## start TEXT EXTRACT
Weekly GitHub Report for Llama.cpp - 2024-12-09 12:00:20
Weekly GitHub Report for Llama.cpp
Thank you for subscribing to our weekly newsletter! Each week, we deliver a comprehensive summary of your GitHub project's latest activity right to your inbox, including an overview of your project's issues, pull requests, contributors, and commit activity.
Table of Contents
I. News
1.1 Recent Version Releases:
The current version of this repository is b4285
1.2 Other Noteworthy Updates:
II. Issues
2.1 Top 5 Active Issues:
We consider active issues to be issues that that have been commented on most frequently within the last week.
- Feature Request: Support for Qwen2-VL: This issue is a feature request for adding support for the Qwen2-VL model in the llama.cpp project, highlighting its state-of-the-art capabilities in visual understanding and video analysis. The request emphasizes the model's potential to enhance the project with advanced image and video comprehension features, which are licensed under Apache 2.0.
- The comments section shows a mix of enthusiasm and technical discussions. Many users express support for the feature with "+1" comments, while others discuss technical challenges and progress updates. Some users report issues with implementation, such as compatibility with CUDA and CPU, and share solutions or workarounds. There are also discussions about the model's performance, quantization, and potential improvements, with some users offering to contribute to the development.
## end TEXT EXTRACT
## start MATERIAL SUPPLIED
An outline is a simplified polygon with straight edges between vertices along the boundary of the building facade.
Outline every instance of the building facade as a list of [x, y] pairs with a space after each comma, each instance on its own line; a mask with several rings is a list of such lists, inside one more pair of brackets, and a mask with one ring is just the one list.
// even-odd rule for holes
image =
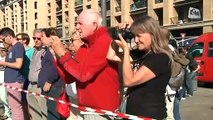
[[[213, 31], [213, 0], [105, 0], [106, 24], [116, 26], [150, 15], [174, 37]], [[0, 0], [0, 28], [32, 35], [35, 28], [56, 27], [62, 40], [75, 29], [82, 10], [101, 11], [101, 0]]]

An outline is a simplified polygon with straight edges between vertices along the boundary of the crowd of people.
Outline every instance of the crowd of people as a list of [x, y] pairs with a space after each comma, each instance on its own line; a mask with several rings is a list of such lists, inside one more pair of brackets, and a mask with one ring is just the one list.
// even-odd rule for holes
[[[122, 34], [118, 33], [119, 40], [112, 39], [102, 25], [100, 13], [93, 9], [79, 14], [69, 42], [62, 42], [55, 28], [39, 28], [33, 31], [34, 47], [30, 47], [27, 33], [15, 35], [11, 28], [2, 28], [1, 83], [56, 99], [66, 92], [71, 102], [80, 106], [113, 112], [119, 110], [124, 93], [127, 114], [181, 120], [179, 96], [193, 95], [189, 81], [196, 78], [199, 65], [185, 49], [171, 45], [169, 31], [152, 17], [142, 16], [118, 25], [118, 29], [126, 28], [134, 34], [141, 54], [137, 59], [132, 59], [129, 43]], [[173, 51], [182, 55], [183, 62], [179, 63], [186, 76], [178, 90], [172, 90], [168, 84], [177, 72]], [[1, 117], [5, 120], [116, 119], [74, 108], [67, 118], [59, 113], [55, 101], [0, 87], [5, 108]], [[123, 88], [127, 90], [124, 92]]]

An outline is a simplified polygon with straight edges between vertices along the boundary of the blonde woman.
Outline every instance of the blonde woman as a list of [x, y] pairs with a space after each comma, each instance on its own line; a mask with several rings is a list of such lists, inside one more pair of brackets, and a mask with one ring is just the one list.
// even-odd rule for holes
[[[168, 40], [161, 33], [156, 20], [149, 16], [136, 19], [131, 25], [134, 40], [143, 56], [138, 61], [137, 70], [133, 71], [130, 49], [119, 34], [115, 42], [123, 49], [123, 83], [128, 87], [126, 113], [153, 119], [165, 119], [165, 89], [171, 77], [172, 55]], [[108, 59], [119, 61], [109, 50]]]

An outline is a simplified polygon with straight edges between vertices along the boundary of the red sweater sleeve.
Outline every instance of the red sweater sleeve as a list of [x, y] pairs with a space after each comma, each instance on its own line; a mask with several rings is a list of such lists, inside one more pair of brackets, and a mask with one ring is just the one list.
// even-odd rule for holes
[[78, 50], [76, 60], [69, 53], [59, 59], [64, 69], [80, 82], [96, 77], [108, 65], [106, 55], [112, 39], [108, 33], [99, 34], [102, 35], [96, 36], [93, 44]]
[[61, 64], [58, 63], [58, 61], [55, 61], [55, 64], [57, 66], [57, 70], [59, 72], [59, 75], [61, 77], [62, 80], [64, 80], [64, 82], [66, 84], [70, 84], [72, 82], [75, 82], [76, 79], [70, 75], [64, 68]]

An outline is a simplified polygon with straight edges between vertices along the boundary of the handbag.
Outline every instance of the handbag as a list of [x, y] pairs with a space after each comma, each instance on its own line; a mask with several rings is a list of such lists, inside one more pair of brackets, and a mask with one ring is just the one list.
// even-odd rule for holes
## end MATERIAL SUPPLIED
» WRITTEN TASKS
**a.** Update the passage of the Llama.cpp weekly report that begins at the words "Weekly GitHub Report for Llama.cpp - 2024-12-09" and stops after "and commit activity.", putting "digest" wherever "newsletter" appears.
**b.** Write what comes next in the Llama.cpp weekly report, picking up after its last sentence.
These records are separate material and have no connection to the Llama.cpp weekly report.

» OUTPUTS FOR THE TASKS
**a.**
Weekly GitHub Report for Llama.cpp - 2024-12-09 12:00:20
Weekly GitHub Report for Llama.cpp
Thank you for subscribing to our weekly digest! Each week, we deliver a comprehensive summary of your GitHub project's latest activity right to your inbox, including an overview of your project's issues, pull requests, contributors, and commit activity.

**b.**
- Number of comments this week: None
- Performance bug: Speculative Decoding Performance Degradation: This issue reports a performance bug in the llama.cpp project, where speculative decoding is unexpectedly decreasing token generation speed across various model configurations and hardware platforms, including NVIDIA A100 and Apple M2 Pro. The user provides benchmark results showing a performance degradation ranging from 6.9% to 23.0% when speculative decoding is enabled, contrary to the expected behavior of increased speed.
- The comments discuss various attempts to resolve the performance issue, including suggestions to use quantized draft models and adjust parameters like top-k and temperature. Users share their experiences with different hardware setups and model configurations, noting that speculative decoding often results in slower performance. Some users report specific scenarios where speculative decoding provides a speed-up, but these are rare and highly dependent on the prompt and quantization settings. The discussion highlights the challenge of finding suitable prompts and configurations to achieve the intended performance benefits of speculative decoding.
- Number of comments this week: None
- Bug: Flash Attention performs worse under ROCM: This issue highlights a performance degradation when using Flash Attention under ROCM, particularly with the 7900 XTX GPU, where enabling Flash Attention results in significantly reduced performance during prompt processing and token generation, especially at larger batch sizes. The user is seeking a solution to this problem, as Flash Attention is necessary for quantization of the KV-cache, but the current performance hit is substantial.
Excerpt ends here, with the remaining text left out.